- **What you need to do**: Omit every picture and write out the rest of the records exactly.

╔══

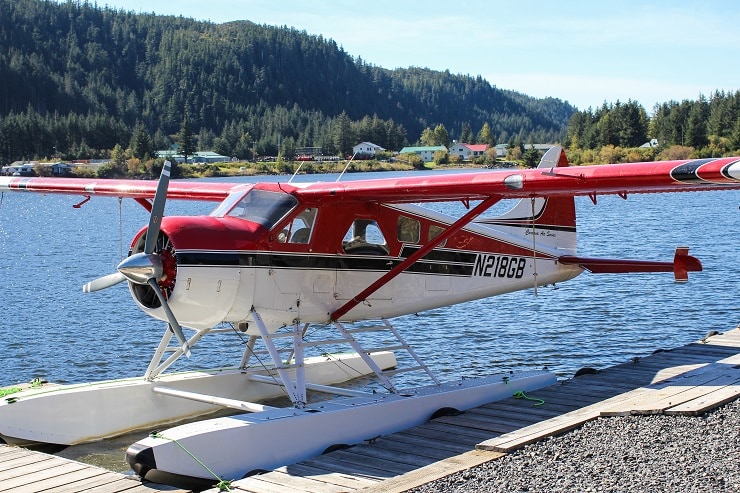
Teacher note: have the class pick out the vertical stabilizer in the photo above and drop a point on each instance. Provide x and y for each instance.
(544, 222)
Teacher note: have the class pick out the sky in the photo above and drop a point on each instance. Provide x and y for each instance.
(583, 52)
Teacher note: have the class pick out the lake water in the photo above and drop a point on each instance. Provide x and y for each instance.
(51, 330)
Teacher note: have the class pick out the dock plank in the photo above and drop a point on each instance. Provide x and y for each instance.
(27, 471)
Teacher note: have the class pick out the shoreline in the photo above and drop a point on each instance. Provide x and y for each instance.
(647, 453)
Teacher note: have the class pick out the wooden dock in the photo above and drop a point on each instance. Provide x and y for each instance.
(26, 471)
(688, 380)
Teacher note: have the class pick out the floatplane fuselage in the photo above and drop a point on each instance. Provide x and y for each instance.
(274, 258)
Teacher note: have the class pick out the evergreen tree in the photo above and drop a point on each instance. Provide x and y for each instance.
(485, 136)
(185, 139)
(441, 137)
(343, 138)
(466, 133)
(142, 145)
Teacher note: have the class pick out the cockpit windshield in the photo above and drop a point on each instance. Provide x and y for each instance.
(261, 206)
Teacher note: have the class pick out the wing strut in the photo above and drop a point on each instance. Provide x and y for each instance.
(388, 276)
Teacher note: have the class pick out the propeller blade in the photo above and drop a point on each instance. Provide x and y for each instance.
(171, 317)
(103, 282)
(155, 218)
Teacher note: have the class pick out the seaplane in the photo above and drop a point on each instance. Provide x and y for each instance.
(274, 259)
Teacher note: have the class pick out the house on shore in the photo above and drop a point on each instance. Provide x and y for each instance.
(467, 151)
(426, 153)
(366, 150)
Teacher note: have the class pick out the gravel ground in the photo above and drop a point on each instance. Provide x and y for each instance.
(618, 454)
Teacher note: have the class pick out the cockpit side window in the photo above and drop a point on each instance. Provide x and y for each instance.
(364, 237)
(263, 207)
(300, 228)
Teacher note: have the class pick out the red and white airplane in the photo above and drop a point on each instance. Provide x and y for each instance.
(275, 255)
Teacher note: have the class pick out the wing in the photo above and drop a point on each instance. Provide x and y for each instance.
(136, 189)
(557, 179)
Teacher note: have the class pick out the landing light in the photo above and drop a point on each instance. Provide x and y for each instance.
(515, 182)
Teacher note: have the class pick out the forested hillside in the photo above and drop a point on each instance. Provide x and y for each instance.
(76, 80)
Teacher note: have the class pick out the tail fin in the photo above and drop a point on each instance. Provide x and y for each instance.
(547, 222)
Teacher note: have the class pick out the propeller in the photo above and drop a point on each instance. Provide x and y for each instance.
(146, 267)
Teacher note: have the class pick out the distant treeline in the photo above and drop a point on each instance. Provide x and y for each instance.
(77, 79)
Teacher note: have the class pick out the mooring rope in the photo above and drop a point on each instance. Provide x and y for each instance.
(520, 394)
(223, 485)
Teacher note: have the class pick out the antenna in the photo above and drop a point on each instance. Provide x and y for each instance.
(345, 168)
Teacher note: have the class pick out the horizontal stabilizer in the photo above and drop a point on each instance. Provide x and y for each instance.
(682, 264)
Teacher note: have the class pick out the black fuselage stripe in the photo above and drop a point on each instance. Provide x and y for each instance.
(320, 262)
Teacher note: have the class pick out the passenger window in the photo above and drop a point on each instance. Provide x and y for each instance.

╚══

- **Solution for this exercise**:
Teacher note: have the class pick out the vertical stabilizer in the photo above and drop a point on each instance. Provide x and y for each instance.
(544, 222)
Teacher note: have the class pick out the sky in the photo above and drop a point on each instance. Provide x and y for each instance.
(583, 52)
Teacher note: have the class pick out the lake water in the photo above and drop a point on each instance. Provide x and y for each instance.
(51, 330)
Teacher note: have the class pick out the dock plank in the photo above and drop a point on each instance. Provide x and y for each instance.
(27, 471)
Teacher note: have the class pick out the shoreline in the photo above and drop a point on each instance. Provide x and y for each instance.
(647, 453)
Teacher note: have the class pick out the wooden dock in the photo above and drop a point on each instance. Provide x and y for each instance.
(26, 471)
(688, 380)
Teacher note: have the class pick out the floatplane fuselage in the photo above and drop a point on each instance. Provide x and y for each instance.
(274, 258)
Teacher note: have the class pick out the evergreen tree in the photo above and drop a point on each instance. Provide x and y for each instance.
(485, 136)
(185, 139)
(441, 137)
(343, 138)
(466, 133)
(142, 145)
Teacher note: have the class pick out the cockpit windshield in the photo above and drop a point on each instance. Provide x and y for each instance.
(261, 206)
Teacher note: have the class pick out the wing strut in the photo above and drop a point on each instance. Provide x and y for each instance.
(388, 276)
Teacher note: have the class pick out the propeller blade in the photo above and drop a point on each instance. Provide x and y for each instance.
(171, 317)
(103, 282)
(155, 218)
Teacher note: have the class pick out the seaplane in the photo above and drop a point on each instance. Provide x and y for each instance.
(274, 259)
Teacher note: have the class pick out the house on shore in the photo above and drop a point on each instance. Provide x and y for each instance.
(467, 151)
(426, 153)
(366, 150)
Teacher note: have the class pick out the gravel ground in the photo above and drop a point on each instance. Provide x and y for each instance.
(618, 454)
Teacher note: have the class pick out the cockpit side window in the photo above and drop a point on each instance. Provide x and y for each instance.
(364, 237)
(263, 207)
(300, 228)
Teacher note: have the class pick out the red and white airplane in the photo above and drop a point on each instance. Provide x and y for each instance.
(275, 255)
Teacher note: have the class pick out the wing in the photo above and drop a point on each instance. Provide x and y for each instance.
(136, 189)
(557, 179)
Teacher note: have the class pick out the landing light in the photo above and drop a point on each instance. Provide x and y for each instance.
(515, 182)
Teacher note: have the class pick out the forested hillside in the photo above and drop a point on each instance. Provide x and y for each instance.
(76, 80)
Teacher note: have the class pick out the tail fin in the photo above and drop a point on each instance. Provide x and y for each instance.
(547, 222)
Teacher note: have the class pick out the propeller in the photo above and drop a point on each instance. Provide x and y for each instance.
(146, 267)
Teacher note: have the class pick out the distant treeline in the photo above and drop a point on each instance. Provide x and y for each instance.
(77, 79)
Teacher note: have the class pick out the mooring rope in the photo above and drop a point on each instance. Provide x and y for each instance.
(520, 394)
(223, 485)
Teacher note: have the class pick out the antenna in the photo above and drop a point on each instance. Provide x and y for each instance.
(345, 168)
Teacher note: have the class pick out the horizontal stabilizer in the photo above and drop a point on each instance. Provide x and y for each instance.
(682, 264)
Teacher note: have the class pick out the black fuselage stripe in the photo above and drop a point on each instance. Provide x and y for each instance.
(320, 262)
Teacher note: have the class pick out the passenger window in the photo above and drop a point on each instance. Provide x and y for each instance.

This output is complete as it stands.